**INSTRUCTIONS:**
A – In the forum thread about splash guards for the 2012 Cruze, about how much did BladeOfAnduril pay for the guards bought on eBay?
B – Write the next part of the forum thread about splash guards for the 2012 Cruze, picking up right after its final line.

**TEXT PASSAGE:**
# Any update on 2012 OEM splash guards/mud flaps?



## terrym (Jun 16, 2012)

I've read some old posts indicating that GM was going to modify the splash guards to fit the 2012 Cruze (non-RS). Does anyone know if that has happened?

I would really like to order OEM guards and install them myself, but some of the messages I've read indicate that the fit would be less than ideal. I live in WV, and winter will be here before long. I'd love to get guards installed before I start driving through road salt and cinders. I guess I'll go with non-GM guards if I have to, but I would prefer OEM guards if they will work and fit satisfactorily.

I have a 2012 LT1, and I've been able to successfully install fog lights and remove trucklid badging ('CRUZE' and 'LT') because of information posted here. Thanks to everyone who contributes to this forum!


----------



## BladeOfAnduril (Apr 27, 2012)

I got some cheap ones from ebay from China. They fit great and cost about $20. They are the same ones Xtreme has. He posted a link to them on here somewhere. 

Sent from my Galaxy Nexus using AutoGuide.Com Free App


----------



## obermd (Mar 3, 2012)

I have the GM splash guards on my ECO MT. They appear small but do the job.


----------



## WM.Mike (Apr 1, 2012)

**RAW DATA:**

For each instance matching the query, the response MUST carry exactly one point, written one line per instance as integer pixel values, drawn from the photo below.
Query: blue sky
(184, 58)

**RESPONSES PER TASK:**
A – About $20.

B –
Did you personally do the install of the guards on your Eco?

I bought the OEM mudflaps for my '12 Eco, and finally went to install thm yesterday. I started with the fronts and was immediately not impressed with how the moulded shape of the guard didn't fit up with the contour of the inner fender liner. I might have been able to get the holes lined up by forcing it pretty hard, but didn't feel it should be necessary.


----------



## Matt585 (Dec 19, 2012)

i just got mine in the mail off ebay, waiting to put them on... ill do a write up how to when i do the install, yes with pics.


----------



## obermd (Mar 3, 2012)

WM.Mike said:


> Did you personally do the install of the guards on your Eco?
> 
> I bought the OEM mudflaps for my '12 Eco, and finally went to install thm yesterday. I started with the fronts and was immediately not impressed with how the moulded shape of the guard didn't fit up with the contour of the inner fender liner. I might have been able to get the holes lined up by forcing it pretty hard, but didn't feel it should be necessary.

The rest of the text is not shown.